◆ Short problem
Update the listing below by replacing each occurrence of "innermost" with "central" and leaving everything else unchanged.

◆ Listing

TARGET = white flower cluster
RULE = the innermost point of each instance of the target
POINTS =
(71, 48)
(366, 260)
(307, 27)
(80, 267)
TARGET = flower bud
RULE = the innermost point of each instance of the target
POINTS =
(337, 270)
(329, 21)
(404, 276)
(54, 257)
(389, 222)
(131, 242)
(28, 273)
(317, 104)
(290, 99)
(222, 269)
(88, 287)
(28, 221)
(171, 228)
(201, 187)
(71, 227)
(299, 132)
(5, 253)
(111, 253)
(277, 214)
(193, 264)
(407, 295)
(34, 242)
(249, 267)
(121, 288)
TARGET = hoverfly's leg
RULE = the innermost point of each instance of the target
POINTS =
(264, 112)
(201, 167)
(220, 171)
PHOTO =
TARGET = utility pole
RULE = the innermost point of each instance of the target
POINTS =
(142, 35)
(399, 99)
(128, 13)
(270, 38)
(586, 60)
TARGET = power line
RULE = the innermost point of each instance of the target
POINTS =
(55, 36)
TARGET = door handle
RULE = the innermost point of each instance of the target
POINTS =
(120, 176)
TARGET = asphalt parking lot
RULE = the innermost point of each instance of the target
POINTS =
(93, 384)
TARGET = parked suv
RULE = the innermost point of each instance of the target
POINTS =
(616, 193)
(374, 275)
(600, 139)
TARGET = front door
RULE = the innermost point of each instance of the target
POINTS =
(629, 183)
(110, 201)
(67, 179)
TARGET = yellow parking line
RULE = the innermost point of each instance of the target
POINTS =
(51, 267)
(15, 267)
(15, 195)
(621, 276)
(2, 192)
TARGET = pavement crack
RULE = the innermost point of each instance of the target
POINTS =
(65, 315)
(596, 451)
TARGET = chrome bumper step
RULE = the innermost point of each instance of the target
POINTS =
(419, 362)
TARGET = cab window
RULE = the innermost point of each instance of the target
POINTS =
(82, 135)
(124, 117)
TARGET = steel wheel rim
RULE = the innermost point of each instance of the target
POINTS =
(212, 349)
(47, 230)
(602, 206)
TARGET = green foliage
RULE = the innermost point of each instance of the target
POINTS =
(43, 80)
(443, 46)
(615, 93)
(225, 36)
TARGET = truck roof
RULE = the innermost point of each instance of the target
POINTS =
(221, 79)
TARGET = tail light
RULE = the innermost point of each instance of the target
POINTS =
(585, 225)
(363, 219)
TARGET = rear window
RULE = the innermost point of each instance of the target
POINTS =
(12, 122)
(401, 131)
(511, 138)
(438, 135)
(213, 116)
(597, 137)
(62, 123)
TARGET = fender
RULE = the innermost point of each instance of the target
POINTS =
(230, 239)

◆ Full output
TARGET = white flower cluster
RULE = the central point of each instance of the target
POINTS =
(71, 48)
(366, 260)
(307, 27)
(80, 267)
TARGET = flower bud
RULE = the central point of each instance of the target
POINTS =
(337, 270)
(329, 21)
(404, 276)
(54, 257)
(389, 222)
(131, 242)
(28, 273)
(317, 104)
(290, 99)
(222, 269)
(88, 287)
(28, 221)
(171, 228)
(201, 187)
(71, 227)
(299, 132)
(5, 253)
(111, 253)
(277, 214)
(193, 264)
(407, 295)
(34, 242)
(249, 267)
(121, 288)
TARGET = hoverfly's leg
RULE = the central point of each instance of the target
POINTS =
(264, 112)
(201, 167)
(220, 171)
PHOTO =
TARGET = utility pole
RULE = the central point of each instance of the target
POINTS =
(142, 35)
(399, 99)
(128, 13)
(270, 38)
(586, 60)
TARGET = power line
RULE = the central point of each instance of the target
POINTS =
(55, 36)
TARGET = door handle
RULE = the central point of each instance of the target
POINTS =
(120, 176)
TARGET = asphalt parking lot
RULE = the central point of each instance of the target
POINTS =
(93, 384)
TARGET = parked suv
RULE = the central point of each instance of the target
POINTS =
(616, 193)
(374, 275)
(600, 139)
TARGET = front door
RULE = the central point of each instance of the target
POINTS =
(629, 183)
(110, 201)
(67, 179)
TARGET = yellow parking line
RULE = the central point of each instance of the target
POINTS =
(51, 267)
(15, 267)
(15, 195)
(621, 276)
(2, 192)
TARGET = pavement crack
RULE = the central point of each instance of the target
POINTS =
(65, 315)
(596, 451)
TARGET = chrome bumper step
RULE = the central point of each instance of the target
POINTS =
(419, 362)
TARGET = cab window
RULE = the central point of each instance of the target
POINTS =
(82, 135)
(124, 117)
TARGET = steel wheel rim
RULE = the central point of each instance of the target
POINTS =
(212, 349)
(47, 230)
(602, 206)
TARGET = green foliage
RULE = the central point of each instance of the target
POINTS =
(43, 80)
(443, 46)
(615, 93)
(225, 36)
TARGET = truck roof
RULE = the central point of each instance of the target
POINTS =
(221, 79)
TARGET = tail light
RULE = the central point of each instance of the target
POINTS =
(585, 225)
(363, 219)
TARGET = rear window
RULE = the central point of each instance of the target
POINTS =
(12, 122)
(401, 131)
(511, 138)
(438, 135)
(213, 116)
(597, 137)
(62, 123)
TARGET = fender
RULE = the central point of each instance of the target
POINTS =
(230, 239)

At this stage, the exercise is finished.